> **EXERCISE MATERIALS**:
========================================================================

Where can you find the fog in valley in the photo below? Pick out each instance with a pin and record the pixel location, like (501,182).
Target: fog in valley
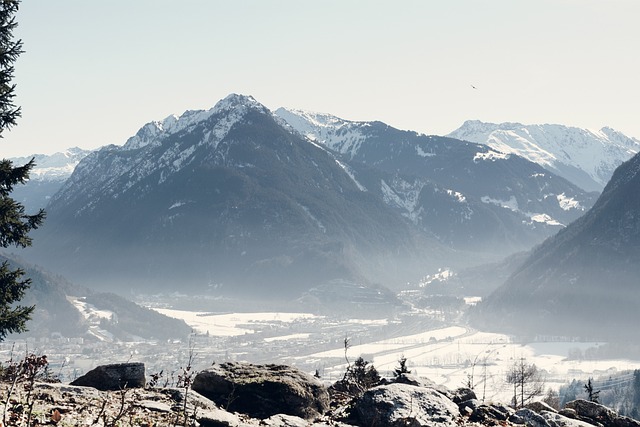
(498,262)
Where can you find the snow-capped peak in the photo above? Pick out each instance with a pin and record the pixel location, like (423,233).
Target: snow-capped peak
(54,167)
(151,131)
(585,157)
(333,132)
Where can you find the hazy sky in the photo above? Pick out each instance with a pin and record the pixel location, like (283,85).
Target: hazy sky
(94,72)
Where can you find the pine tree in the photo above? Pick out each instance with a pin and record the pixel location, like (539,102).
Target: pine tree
(402,367)
(592,394)
(15,224)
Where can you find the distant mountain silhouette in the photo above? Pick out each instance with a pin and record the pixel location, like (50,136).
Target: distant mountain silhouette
(238,200)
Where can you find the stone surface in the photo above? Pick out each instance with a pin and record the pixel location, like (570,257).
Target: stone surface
(261,391)
(558,420)
(282,420)
(490,413)
(531,418)
(539,406)
(405,405)
(117,376)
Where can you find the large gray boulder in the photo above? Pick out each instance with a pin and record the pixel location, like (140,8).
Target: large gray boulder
(557,420)
(405,405)
(595,414)
(116,376)
(261,391)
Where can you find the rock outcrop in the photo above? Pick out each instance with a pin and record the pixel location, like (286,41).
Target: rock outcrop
(242,394)
(261,391)
(406,405)
(114,377)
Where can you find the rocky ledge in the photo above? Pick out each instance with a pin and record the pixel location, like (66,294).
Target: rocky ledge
(241,394)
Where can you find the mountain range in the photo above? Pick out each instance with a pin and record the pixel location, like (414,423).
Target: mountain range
(46,178)
(583,156)
(238,198)
(584,280)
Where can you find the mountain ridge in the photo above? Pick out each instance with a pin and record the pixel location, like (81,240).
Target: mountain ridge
(582,281)
(583,156)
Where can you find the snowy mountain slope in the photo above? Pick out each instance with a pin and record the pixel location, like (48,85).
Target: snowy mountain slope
(53,167)
(468,195)
(584,280)
(46,177)
(227,199)
(582,156)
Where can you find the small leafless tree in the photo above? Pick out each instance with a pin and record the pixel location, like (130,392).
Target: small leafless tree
(527,381)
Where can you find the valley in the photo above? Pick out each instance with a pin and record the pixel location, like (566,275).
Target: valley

========================================================================

> **EXERCISE DIRECTIONS**:
Rewrite the entries starting at the line containing "Where can you find the valley" and ending at the last entry, swapping "valley" for "canyon" and leaving everything else as it is.

> **SOLVED PROBLEM**:
Where can you find the canyon in the photo above? Pick out each instance with a pin and record the pixel location, like (566,275).
Target: canyon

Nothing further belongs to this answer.